> **DOCUMENT EXTRACT**
---*---

As a spa professional, where do you find your inspiration? Is it through your friends? Family? Networking with other professionals? Appreciating all that is around you? There are days when inspiration is not easily found. I recently had dinner with David Wagner, founder/owner of JUUT Salonspas, and also the founder of The Daymaker Movement. He shared with me a story about a particularly bad morning he once had.
The day of a national television appearance, Wagner rose out of bed, only to find that his hotel shower did not work—as he put it, “not good for a hair guy.” So he washed his hair in the sink and went about his business. On his way out to the television studio, he stopped by the front desk, fully intending to give the desk clerk a piece of his mind. As the woman looked up and Wagner opened his mouth to speak, he stopped himself—after all, this person had nothing to do with the situation. He told her that he was appearing on national television that morning and that it was a big day for him. And his shower didn’t work.
Wagner told the clerk that he wanted to thank her for the experience he had had that morning because having to wash his hair in the sink had brought back fond memories of his mother and how she used to wash his hair in the same manner. Of course, he did add that he would like the shower to be repaired by that evening. Not surprisingly, the woman at the desk was amazed. Wagner had made her day with a random act of kindness. Think about that for a while. Don’t you have days when you wish you could take your words back, but it’s simply too late?
In her presentation “The Spa Experience: Trends in Personalized Wellness in a Global Marketplace,” Bonnie Baker, group spa trainer for the Mandarin Oriental Hotel Group, encouraged America’s Expo for Skin Care & Spa ® attendees to look for “blissors”—things that make you happy and feel good. As a spa professional, it is your job to find ways to increase bliss in your clients’ lives. However, as a nurturer who also needs nurturing, it is important to achieve bliss in your own life, as well. Once again, inspiration comes into play. What are your blissors, and how can you relate them back to your clients’ experience in the treatment room?

---*---

> **SOURCE DATA**
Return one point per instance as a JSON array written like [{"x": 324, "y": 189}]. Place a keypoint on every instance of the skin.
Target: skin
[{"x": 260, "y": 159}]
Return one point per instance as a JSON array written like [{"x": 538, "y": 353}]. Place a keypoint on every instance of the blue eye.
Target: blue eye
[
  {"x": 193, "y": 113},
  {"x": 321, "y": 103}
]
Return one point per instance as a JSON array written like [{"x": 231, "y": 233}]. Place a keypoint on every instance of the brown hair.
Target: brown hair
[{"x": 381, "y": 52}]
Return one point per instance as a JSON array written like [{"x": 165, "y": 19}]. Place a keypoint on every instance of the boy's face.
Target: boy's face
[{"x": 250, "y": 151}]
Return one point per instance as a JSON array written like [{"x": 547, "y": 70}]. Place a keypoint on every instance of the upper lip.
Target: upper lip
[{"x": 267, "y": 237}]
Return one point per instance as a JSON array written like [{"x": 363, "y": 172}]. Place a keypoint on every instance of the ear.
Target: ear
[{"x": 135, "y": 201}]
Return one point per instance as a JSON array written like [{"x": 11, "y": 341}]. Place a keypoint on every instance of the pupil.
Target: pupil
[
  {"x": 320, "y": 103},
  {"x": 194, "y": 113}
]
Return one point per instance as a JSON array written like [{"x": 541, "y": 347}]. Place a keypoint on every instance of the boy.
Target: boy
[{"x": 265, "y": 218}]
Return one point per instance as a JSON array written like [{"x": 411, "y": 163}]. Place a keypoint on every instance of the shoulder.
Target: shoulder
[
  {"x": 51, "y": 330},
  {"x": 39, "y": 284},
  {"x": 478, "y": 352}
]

---*---

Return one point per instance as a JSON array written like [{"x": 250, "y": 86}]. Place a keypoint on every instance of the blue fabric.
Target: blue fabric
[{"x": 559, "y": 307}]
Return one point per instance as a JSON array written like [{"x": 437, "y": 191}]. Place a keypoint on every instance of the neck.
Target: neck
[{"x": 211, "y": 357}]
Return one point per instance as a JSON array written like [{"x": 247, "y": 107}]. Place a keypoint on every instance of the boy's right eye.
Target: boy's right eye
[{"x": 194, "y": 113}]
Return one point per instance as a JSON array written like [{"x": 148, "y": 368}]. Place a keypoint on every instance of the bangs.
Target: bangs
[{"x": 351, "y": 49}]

---*---

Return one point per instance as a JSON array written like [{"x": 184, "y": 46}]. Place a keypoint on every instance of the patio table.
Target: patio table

---*---

> **TASK OBJECTIVE**
Pick up the piece on finding inspiration as a spa professional after its final question, "What are your blissors, and how can you relate them back to your clients' experience in the treatment room?" and write the next part.

> **RESULT BELOW**
On www.daymakermovement.com, Wagner’s Web site, he offers the following suggestions on how to become a Daymaker at work.
- Volunteer to pick up lunch for someone who you know is swamped.
- Offer to pick up others on a snowy day if you have an SUV.
- Pass the bouquet. Give flowers to someone special, and have the person pass them on to someone else the following day. It’s a week of Daymaking with one bouquet.
- Have everyone bring in their high school graduation pictures to post on the bulletin board.
- Write a thank-you note to the boss. It’s lonely at the top, and everyone needs to know that they’re appreciated for their efforts.
- Acknowledge promotions; send a card to the employee’s home.
- Offer to drive someone home who could use a ride.
- Pool your money together and buy someone a spa gift certificate as a thank-you.
- Bring in a massage therapist to do chair massages.
- Post an employee’s baby picture, and encourage everyone to guess who it is.
- Ask everyone in the room at monthly meetings to say something nice about team members who have a birthday that month.